___ Data extract
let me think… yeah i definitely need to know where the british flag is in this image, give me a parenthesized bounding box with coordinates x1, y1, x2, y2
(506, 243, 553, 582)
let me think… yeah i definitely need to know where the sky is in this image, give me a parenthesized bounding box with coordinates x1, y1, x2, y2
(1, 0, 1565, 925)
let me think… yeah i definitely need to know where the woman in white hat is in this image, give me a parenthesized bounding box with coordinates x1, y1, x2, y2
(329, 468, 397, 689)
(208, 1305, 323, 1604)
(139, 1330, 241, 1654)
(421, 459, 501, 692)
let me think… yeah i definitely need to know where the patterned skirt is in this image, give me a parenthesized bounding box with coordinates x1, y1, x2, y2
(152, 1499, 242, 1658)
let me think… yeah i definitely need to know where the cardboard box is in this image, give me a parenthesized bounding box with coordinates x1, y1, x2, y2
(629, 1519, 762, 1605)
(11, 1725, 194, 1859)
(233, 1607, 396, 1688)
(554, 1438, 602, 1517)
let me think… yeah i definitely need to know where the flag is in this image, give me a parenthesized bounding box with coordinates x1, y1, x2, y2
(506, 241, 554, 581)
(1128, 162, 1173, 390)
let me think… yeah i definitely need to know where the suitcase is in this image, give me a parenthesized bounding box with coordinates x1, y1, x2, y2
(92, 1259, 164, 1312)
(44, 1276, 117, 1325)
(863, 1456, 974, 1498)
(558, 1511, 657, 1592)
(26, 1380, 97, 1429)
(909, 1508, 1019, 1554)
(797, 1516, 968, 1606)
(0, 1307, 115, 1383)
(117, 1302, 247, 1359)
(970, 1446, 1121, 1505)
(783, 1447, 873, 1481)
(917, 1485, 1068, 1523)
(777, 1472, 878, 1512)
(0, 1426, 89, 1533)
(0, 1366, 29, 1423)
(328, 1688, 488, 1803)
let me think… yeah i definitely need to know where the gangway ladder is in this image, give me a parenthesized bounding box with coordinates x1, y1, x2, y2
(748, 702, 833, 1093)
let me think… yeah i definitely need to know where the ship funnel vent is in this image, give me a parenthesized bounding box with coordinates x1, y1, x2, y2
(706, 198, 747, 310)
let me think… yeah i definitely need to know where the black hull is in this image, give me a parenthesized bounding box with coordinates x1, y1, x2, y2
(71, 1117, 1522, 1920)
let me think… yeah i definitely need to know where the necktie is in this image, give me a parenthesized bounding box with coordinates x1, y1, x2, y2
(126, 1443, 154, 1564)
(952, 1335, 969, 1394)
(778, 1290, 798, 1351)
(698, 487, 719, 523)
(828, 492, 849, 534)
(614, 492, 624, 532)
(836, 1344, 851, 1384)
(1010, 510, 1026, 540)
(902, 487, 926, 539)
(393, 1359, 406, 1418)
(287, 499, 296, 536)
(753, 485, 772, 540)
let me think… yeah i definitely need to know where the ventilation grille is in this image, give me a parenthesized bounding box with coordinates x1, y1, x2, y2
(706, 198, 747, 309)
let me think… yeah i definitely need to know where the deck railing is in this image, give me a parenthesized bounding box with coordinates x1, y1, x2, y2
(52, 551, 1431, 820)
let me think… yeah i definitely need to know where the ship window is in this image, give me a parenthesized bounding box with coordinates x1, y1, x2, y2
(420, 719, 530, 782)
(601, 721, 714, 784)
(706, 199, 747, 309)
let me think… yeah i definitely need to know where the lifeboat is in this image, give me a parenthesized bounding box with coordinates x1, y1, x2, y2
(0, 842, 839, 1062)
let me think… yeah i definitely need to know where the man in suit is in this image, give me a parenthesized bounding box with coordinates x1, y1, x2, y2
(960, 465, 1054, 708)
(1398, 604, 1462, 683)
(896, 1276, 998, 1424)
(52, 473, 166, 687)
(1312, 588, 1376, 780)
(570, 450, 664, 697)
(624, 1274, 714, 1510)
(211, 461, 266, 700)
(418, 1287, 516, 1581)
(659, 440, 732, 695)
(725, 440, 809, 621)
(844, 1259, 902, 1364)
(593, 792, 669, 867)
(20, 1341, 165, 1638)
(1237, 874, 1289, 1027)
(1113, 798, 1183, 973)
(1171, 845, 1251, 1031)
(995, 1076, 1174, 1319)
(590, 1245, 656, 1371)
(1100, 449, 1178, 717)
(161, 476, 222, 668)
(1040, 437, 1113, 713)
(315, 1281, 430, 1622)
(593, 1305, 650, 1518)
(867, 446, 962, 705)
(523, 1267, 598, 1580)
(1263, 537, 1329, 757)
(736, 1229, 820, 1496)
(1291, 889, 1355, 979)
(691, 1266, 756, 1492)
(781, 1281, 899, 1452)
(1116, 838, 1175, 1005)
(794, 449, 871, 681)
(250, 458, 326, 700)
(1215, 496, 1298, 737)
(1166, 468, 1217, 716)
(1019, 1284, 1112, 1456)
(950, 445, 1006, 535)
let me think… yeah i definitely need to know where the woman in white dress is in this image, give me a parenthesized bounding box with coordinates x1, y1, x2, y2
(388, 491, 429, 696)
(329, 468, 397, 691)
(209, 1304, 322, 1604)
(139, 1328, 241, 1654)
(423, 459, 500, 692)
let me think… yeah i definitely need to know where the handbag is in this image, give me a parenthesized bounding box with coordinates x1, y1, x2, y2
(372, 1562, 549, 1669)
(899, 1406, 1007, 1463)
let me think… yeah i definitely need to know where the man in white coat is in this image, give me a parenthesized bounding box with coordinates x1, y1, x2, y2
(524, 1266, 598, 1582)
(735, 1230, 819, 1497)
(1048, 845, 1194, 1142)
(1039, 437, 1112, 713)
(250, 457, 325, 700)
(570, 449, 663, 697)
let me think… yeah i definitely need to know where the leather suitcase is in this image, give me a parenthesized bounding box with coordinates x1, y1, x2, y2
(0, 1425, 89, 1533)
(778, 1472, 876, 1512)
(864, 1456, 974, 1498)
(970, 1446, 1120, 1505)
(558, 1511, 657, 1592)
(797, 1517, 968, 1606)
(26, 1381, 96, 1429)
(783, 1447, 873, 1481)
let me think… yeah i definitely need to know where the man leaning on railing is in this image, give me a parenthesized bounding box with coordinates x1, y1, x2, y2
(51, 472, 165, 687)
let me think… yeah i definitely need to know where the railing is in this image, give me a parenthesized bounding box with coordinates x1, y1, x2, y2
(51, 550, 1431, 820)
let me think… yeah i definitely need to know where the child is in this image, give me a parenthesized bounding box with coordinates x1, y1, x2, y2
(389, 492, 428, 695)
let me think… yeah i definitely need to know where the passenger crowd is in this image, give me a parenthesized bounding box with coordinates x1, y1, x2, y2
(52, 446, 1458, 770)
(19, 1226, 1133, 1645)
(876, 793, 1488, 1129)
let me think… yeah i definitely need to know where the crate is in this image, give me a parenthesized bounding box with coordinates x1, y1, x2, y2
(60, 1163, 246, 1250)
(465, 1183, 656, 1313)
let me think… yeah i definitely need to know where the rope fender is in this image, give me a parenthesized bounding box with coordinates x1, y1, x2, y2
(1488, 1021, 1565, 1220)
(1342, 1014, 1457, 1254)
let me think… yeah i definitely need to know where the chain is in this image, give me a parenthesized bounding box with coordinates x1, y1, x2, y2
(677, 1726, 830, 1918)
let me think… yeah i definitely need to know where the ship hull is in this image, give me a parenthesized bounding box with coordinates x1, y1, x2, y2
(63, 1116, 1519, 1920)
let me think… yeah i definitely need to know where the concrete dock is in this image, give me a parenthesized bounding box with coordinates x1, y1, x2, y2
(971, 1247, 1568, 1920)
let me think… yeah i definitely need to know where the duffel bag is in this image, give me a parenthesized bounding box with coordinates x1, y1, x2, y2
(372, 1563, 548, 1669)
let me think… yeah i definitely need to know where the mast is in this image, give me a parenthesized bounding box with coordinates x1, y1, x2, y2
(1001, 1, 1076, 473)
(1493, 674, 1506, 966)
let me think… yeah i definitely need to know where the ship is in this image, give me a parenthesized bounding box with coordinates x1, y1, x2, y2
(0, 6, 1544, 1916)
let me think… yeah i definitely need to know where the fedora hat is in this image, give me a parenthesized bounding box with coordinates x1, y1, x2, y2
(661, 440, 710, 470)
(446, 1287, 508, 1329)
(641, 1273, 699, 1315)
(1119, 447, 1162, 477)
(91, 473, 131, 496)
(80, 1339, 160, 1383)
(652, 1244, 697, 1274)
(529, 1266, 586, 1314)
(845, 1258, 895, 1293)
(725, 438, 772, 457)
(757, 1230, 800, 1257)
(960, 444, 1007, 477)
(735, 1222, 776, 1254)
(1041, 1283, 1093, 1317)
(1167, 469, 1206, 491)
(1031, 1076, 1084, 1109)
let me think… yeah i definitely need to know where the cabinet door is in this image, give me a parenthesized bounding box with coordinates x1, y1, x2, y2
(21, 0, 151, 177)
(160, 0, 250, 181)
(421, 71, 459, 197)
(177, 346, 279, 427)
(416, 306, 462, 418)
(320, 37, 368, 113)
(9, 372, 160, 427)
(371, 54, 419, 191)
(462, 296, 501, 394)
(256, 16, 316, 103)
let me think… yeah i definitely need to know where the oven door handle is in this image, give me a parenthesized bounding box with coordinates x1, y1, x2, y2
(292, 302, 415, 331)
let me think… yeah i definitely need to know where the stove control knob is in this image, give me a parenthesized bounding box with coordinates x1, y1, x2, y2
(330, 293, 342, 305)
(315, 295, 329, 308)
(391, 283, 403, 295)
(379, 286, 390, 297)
______
What you have to do = Write out, exactly as shown, only the lines running from the one that contains "where the cabinet" to the last line above.

Response to the exercise =
let me think… yeah i definitely need to know where the cabinet door is in this image, give me a parenthesized bounding box with coordinates x1, y1, x2, y2
(21, 0, 151, 177)
(160, 0, 250, 181)
(421, 71, 459, 197)
(177, 346, 279, 427)
(416, 306, 462, 418)
(320, 37, 368, 113)
(9, 372, 160, 427)
(371, 54, 419, 191)
(462, 296, 501, 394)
(256, 16, 316, 103)
let me think… yeah i definitely need to know where the oven door handle is in this image, give me a parenthesized bounding box with coordinates x1, y1, x2, y2
(292, 302, 415, 331)
let me think… yeah i definitely need to know where the stove control knob is in this image, give me a parenthesized bounding box with coordinates x1, y1, x2, y2
(330, 293, 342, 305)
(315, 295, 329, 308)
(391, 283, 403, 295)
(379, 286, 390, 297)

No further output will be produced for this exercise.